*Task:* In the listing below, the answer starts at the line that has "A single point marks each instance of the cobblestone" and stops after the line that has "A single point marks each instance of the window shutter"; please repeat that part exactly and nothing more.
★ ★ ★ ★ ★
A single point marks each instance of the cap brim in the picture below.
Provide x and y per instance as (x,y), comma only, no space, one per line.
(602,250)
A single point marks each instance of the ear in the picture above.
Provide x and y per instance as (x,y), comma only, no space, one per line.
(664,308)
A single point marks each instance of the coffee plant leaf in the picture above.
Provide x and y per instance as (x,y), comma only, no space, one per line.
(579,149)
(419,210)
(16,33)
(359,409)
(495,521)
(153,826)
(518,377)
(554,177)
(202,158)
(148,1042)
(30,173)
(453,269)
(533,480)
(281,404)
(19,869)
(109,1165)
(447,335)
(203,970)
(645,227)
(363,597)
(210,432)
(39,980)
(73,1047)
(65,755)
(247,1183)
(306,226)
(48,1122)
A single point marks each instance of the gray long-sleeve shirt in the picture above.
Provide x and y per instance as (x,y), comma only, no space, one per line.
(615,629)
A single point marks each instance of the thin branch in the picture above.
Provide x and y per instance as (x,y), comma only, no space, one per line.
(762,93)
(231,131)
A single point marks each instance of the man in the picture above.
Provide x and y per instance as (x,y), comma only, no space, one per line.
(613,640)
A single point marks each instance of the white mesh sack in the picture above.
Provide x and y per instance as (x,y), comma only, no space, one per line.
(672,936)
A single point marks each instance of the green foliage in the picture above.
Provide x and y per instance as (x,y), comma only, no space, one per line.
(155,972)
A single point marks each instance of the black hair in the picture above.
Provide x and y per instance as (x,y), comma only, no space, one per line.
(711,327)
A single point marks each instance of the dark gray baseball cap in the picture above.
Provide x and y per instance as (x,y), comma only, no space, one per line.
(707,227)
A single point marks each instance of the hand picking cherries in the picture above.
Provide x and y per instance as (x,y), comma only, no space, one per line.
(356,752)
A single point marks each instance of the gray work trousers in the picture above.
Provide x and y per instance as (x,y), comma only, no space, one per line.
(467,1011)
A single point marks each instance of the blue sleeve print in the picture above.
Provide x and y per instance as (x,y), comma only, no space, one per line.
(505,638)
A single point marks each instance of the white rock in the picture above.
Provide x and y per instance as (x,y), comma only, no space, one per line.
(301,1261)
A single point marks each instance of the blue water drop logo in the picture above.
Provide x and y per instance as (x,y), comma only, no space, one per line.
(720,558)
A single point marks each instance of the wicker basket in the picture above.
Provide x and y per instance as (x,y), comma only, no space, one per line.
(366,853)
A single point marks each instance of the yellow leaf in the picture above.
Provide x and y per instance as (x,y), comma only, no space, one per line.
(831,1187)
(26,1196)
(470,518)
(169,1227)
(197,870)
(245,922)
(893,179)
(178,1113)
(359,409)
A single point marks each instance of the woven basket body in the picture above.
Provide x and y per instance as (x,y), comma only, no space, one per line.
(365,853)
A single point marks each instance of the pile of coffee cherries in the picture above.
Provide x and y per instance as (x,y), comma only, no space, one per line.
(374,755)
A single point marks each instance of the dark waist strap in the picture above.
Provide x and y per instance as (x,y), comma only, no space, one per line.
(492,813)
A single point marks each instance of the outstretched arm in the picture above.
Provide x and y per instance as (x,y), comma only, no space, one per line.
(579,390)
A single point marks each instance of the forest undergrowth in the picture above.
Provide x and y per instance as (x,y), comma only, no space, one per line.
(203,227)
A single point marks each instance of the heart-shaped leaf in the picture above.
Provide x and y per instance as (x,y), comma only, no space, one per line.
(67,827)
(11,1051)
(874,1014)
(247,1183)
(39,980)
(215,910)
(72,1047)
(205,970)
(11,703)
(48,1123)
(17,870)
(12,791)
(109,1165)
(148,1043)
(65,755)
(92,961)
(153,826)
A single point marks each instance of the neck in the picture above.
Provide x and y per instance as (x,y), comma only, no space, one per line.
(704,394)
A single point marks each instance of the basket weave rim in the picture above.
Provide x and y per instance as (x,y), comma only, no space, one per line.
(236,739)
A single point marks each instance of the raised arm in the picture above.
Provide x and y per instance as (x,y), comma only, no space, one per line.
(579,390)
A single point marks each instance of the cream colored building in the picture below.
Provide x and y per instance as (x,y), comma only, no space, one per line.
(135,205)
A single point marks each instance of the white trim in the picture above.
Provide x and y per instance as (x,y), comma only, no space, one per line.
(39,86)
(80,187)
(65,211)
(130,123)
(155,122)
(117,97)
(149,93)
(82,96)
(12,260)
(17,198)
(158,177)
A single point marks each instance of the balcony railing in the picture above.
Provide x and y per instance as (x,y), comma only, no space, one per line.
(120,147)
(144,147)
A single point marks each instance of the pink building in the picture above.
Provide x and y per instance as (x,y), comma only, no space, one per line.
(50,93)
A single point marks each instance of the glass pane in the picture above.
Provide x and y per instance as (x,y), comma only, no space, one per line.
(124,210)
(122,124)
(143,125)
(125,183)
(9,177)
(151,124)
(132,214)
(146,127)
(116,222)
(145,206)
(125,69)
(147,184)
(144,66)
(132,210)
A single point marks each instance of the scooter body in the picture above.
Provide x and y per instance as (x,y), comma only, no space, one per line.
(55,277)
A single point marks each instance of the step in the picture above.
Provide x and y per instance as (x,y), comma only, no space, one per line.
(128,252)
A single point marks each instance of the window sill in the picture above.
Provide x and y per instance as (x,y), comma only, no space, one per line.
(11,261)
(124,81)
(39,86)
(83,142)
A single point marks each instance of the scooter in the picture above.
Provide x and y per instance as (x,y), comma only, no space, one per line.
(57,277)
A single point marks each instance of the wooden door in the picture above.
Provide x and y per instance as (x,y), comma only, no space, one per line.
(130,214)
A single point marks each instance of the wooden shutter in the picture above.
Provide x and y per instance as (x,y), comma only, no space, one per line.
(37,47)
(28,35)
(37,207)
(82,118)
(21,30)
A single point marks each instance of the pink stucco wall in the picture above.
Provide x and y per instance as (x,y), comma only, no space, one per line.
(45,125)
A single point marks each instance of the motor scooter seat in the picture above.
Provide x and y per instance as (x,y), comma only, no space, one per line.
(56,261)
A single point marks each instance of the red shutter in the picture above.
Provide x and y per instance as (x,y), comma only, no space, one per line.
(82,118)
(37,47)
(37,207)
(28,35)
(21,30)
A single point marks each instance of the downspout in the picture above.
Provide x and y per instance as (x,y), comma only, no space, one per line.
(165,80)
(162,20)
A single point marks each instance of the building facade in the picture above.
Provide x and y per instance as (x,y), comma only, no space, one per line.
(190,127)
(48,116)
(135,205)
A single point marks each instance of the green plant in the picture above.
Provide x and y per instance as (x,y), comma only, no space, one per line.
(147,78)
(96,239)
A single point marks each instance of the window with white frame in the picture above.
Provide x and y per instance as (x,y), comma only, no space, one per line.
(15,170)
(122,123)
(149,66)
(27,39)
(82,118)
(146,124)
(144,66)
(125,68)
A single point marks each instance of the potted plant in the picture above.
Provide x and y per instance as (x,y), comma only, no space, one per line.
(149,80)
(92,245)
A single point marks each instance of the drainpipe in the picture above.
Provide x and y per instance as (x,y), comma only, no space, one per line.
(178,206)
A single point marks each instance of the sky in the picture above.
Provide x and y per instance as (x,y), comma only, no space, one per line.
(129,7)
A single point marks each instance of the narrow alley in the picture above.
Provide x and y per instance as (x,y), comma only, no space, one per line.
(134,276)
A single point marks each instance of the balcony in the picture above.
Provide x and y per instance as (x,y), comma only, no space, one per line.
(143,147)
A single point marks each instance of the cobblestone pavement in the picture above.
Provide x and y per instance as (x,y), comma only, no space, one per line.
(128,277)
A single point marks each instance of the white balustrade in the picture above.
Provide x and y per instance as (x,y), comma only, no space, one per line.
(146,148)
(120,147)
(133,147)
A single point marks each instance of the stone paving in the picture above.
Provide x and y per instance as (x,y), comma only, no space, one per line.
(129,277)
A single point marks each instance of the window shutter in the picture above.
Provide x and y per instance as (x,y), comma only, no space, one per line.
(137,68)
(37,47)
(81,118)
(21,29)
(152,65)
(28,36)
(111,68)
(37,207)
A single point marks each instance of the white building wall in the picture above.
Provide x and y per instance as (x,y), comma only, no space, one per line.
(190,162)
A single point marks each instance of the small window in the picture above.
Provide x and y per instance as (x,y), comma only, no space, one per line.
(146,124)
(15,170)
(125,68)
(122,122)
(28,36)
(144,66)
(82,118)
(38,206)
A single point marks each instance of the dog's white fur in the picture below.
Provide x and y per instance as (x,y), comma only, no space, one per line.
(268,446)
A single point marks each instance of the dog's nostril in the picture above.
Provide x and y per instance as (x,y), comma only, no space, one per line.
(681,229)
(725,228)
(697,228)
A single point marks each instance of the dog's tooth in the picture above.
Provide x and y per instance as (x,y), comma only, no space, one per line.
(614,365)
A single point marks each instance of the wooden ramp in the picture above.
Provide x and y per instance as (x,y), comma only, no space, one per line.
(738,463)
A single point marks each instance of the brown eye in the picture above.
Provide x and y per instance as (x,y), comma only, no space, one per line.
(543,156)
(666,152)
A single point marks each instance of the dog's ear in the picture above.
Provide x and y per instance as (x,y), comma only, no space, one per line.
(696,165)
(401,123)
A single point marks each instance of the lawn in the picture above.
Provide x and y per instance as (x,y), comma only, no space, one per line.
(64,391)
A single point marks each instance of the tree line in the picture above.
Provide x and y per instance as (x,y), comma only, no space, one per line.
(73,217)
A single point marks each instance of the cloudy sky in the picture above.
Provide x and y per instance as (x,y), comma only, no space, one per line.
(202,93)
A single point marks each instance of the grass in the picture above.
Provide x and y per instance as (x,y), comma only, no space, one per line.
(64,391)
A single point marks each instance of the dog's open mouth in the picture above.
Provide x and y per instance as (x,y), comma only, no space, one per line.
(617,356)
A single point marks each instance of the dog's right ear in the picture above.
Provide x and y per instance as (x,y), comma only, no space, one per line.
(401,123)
★ ★ ★ ★ ★
*Solved exercise:*
A single point marks each instance of the cobblestone pavement in the picture above.
Provide x and y per instance as (x,y), comma only, no space, one per line.
(128,277)
A single point marks each instance of the white balustrade in the picture above.
Provide x and y per instance as (x,y), comma only, no space, one per line.
(146,148)
(120,147)
(133,147)
A single point marks each instance of the stone paving in the picture above.
Provide x and y per instance as (x,y), comma only, no space, one per line.
(129,277)
A single point marks each instance of the window shutter in the picture above.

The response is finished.